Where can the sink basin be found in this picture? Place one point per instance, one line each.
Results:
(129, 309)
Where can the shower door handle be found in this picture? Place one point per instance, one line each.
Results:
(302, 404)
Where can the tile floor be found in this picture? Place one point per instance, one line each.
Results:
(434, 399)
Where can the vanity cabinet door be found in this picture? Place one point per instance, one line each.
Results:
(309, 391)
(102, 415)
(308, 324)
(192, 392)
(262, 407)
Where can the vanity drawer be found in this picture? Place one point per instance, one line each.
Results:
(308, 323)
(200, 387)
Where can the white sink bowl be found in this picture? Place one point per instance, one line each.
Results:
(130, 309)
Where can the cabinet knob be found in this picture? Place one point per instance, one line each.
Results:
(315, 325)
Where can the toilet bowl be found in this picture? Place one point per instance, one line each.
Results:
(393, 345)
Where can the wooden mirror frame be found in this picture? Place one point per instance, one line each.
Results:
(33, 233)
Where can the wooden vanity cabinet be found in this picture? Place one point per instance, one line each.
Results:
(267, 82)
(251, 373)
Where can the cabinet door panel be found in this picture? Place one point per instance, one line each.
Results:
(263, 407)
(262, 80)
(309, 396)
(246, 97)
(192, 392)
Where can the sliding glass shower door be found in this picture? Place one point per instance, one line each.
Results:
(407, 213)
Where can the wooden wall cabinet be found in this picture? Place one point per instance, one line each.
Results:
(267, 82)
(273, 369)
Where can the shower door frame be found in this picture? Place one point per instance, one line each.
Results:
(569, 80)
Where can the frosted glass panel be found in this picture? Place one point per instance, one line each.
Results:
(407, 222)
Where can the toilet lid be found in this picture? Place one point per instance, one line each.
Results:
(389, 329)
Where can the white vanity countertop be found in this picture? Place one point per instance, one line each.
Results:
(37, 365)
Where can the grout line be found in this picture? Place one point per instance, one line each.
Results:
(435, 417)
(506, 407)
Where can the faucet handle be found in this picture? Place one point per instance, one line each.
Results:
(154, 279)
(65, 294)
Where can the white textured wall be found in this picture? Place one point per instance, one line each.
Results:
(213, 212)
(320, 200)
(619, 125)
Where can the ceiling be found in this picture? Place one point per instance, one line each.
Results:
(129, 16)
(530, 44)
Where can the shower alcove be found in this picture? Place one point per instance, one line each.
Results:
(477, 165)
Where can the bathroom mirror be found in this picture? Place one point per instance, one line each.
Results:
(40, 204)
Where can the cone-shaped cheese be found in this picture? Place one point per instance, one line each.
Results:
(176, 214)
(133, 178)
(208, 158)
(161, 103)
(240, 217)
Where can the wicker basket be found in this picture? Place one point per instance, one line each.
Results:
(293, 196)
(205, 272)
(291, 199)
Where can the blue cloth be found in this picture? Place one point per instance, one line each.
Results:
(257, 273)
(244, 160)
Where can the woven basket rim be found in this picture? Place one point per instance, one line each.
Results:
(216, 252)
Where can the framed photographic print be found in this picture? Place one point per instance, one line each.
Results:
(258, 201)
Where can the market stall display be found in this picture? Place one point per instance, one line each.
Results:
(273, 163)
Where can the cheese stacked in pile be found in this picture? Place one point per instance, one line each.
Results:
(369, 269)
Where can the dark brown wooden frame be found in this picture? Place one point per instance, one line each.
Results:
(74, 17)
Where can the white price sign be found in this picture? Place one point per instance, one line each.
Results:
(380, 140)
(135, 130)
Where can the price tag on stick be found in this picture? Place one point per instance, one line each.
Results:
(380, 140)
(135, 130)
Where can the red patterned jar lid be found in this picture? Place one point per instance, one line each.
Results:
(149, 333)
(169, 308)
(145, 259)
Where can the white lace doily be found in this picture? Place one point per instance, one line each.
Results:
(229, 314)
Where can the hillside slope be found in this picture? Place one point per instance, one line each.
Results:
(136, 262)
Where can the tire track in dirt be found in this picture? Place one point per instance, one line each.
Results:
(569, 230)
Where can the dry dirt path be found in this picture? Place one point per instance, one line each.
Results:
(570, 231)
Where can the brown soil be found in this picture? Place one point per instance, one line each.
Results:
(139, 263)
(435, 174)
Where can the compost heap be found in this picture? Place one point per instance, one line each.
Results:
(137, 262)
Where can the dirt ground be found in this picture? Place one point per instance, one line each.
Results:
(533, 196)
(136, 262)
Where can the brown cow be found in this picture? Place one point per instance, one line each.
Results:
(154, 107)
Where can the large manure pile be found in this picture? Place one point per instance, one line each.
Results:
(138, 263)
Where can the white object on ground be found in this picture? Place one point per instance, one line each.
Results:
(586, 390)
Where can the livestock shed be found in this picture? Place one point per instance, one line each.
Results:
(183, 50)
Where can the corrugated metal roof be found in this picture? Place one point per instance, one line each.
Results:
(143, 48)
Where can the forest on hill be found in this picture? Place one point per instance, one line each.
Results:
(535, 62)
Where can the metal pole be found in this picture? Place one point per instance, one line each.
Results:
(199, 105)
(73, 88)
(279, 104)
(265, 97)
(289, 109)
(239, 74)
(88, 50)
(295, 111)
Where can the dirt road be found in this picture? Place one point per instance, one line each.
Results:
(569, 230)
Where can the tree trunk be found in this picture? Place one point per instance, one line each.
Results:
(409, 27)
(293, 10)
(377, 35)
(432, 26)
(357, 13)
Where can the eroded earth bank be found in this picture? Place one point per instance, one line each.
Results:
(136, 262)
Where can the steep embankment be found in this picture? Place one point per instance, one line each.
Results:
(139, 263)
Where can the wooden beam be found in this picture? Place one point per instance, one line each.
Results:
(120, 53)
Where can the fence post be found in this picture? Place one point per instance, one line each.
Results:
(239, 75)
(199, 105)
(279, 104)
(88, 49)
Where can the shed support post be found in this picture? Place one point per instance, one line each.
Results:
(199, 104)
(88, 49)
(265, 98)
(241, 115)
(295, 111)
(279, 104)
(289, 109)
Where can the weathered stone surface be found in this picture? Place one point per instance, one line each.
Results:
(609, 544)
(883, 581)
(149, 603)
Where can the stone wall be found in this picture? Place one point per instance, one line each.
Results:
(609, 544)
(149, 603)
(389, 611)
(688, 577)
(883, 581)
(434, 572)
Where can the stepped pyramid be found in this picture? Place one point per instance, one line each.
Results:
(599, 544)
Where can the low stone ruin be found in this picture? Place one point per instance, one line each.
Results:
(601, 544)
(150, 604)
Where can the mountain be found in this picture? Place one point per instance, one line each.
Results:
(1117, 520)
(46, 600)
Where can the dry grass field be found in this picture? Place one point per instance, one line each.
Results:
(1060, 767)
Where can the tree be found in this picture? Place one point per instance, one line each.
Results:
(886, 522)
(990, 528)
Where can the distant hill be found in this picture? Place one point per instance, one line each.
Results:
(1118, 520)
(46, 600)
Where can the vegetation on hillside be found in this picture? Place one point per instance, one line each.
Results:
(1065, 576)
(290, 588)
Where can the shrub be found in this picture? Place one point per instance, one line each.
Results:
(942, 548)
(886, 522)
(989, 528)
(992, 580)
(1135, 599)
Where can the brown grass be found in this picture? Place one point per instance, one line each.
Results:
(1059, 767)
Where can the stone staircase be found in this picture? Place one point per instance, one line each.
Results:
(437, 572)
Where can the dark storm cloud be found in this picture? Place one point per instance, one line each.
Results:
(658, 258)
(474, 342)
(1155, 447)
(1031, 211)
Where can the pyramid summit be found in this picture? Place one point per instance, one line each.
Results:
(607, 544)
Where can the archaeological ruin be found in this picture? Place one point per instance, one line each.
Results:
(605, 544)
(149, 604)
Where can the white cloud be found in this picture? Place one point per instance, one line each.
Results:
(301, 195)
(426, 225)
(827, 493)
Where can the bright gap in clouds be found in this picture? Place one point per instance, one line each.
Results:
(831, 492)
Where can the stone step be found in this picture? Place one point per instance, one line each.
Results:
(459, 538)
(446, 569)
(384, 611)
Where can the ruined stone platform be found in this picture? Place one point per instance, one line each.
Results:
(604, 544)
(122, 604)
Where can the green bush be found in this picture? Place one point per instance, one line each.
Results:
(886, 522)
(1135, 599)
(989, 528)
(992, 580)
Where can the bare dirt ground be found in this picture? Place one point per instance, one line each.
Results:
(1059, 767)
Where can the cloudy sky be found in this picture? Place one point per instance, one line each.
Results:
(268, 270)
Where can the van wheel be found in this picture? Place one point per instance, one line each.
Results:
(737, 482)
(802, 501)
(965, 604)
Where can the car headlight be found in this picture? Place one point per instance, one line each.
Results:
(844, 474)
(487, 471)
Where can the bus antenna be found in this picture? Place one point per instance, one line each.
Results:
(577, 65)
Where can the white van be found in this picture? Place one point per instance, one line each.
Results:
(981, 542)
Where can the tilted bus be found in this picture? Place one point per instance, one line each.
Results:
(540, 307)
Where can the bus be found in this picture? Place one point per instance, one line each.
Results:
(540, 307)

• _TASK PROMPT_: Out of the preceding entries, pull each line that contains the word "sink".

• _EXPECTED ANSWER_:
Where can the sink basin be found in this picture? Place one point per instance, one line each.
Where can the white sink bowl be found in this picture? Place one point per instance, one line each.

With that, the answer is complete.